▸ **Exercise details**:
Would you retype exactly the lines from the one containing "If you could point to the shadow" through the last line of the records below, and nothing else?

Start of Dataset records

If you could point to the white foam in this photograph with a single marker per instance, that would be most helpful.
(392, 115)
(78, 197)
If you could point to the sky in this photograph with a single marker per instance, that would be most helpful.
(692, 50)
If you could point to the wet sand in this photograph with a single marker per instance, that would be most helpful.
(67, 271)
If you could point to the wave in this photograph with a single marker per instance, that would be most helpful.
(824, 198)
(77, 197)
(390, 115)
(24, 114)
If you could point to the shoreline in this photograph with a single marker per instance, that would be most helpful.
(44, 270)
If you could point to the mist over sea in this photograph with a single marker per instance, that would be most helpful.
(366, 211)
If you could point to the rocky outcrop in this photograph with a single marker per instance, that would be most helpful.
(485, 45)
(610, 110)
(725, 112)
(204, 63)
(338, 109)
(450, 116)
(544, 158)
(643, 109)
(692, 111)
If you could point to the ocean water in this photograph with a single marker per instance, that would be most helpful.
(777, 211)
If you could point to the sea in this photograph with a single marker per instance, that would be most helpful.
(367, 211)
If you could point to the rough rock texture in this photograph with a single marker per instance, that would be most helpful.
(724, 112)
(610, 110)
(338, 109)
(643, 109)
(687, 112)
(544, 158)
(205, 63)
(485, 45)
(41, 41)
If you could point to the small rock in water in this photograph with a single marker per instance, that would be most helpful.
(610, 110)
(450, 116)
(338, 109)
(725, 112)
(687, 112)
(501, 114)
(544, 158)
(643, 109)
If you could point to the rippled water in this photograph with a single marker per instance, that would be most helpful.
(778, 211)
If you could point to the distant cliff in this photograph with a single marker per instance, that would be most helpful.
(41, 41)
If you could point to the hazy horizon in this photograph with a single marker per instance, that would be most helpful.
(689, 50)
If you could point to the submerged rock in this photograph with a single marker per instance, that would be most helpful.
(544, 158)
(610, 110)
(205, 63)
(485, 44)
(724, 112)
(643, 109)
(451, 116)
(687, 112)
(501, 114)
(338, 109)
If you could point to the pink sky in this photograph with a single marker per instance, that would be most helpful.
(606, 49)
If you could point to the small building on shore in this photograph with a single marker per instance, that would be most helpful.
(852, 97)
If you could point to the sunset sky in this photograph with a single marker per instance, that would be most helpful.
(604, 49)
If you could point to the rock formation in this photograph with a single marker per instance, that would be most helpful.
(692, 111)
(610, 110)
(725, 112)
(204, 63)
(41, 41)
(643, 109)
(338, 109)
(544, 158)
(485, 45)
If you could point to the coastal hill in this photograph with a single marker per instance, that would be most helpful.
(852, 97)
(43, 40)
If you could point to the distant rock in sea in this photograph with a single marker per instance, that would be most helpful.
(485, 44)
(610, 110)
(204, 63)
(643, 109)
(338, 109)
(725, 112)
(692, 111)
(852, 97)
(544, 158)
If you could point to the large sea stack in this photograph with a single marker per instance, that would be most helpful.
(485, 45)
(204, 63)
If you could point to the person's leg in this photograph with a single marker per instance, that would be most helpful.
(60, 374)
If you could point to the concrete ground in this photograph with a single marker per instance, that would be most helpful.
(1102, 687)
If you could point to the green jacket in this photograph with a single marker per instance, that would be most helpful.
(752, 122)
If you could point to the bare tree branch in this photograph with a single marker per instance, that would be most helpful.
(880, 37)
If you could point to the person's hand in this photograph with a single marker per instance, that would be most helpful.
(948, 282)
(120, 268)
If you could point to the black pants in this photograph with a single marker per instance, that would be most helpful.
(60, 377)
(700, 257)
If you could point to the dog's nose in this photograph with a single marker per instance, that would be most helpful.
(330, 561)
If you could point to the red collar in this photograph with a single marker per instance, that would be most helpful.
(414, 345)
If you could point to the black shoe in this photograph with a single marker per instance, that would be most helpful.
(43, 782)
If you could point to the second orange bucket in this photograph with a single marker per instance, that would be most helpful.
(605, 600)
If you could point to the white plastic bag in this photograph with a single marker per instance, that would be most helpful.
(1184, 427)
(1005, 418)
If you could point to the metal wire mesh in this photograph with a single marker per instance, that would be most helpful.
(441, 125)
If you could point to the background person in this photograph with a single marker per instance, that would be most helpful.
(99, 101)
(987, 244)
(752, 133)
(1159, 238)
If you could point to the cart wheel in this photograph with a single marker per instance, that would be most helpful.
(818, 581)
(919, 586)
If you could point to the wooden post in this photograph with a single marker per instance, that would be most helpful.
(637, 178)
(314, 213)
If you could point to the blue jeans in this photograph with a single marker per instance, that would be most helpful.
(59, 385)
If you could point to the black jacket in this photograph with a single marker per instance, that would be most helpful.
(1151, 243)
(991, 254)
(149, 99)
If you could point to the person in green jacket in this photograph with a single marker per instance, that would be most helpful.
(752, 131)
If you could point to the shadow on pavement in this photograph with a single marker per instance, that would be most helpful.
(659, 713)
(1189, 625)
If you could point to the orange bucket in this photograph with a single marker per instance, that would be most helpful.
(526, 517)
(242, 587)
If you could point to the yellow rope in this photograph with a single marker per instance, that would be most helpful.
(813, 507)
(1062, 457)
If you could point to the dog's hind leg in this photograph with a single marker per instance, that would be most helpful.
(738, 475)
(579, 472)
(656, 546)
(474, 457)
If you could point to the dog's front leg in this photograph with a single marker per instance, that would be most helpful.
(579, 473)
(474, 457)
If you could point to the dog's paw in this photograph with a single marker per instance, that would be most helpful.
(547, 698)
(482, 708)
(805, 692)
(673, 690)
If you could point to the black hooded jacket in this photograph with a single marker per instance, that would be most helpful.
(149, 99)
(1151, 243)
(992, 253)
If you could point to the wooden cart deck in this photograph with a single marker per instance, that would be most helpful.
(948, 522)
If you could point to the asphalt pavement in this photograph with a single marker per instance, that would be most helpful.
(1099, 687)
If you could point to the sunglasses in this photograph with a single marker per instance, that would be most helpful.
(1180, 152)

End of Dataset records

▸ **Written reply**:
If you could point to the shadow on pavement in this photograph with a single marker per instance, that would be most helpful.
(659, 713)
(1189, 625)
If you could point to the orange bucket in this photograph with a single marker per instance, that would be most helpful.
(526, 517)
(242, 587)
If you could point to the yellow rope in this photograph with a single marker per instance, that would be most helpful.
(813, 507)
(1062, 457)
If you could point to the dog's hind leg in this photograph with a single marker per instance, that would be most helpful.
(738, 475)
(579, 472)
(656, 546)
(474, 457)
If you could point to the dog's front leg in this photograph with a single marker per instance, that would be most helpful.
(579, 473)
(474, 457)
If you could point to the dog's paw in this photograph with a single marker per instance, that would be most helpful.
(547, 698)
(482, 708)
(805, 692)
(673, 690)
If you could point to the black hooded jacket in this photograph with a single marker per instance, that would be most helpful.
(149, 99)
(1151, 243)
(992, 253)
If you could point to the wooden cart deck in this photograph with a single marker per instance, that would be most helpful.
(948, 522)
If you could point to the asphalt pavement in this photograph with a single marker per instance, that would be most helpful.
(1099, 687)
If you could point to the sunglasses in this photograph with a single marker per instance, that would be most helpful.
(1180, 152)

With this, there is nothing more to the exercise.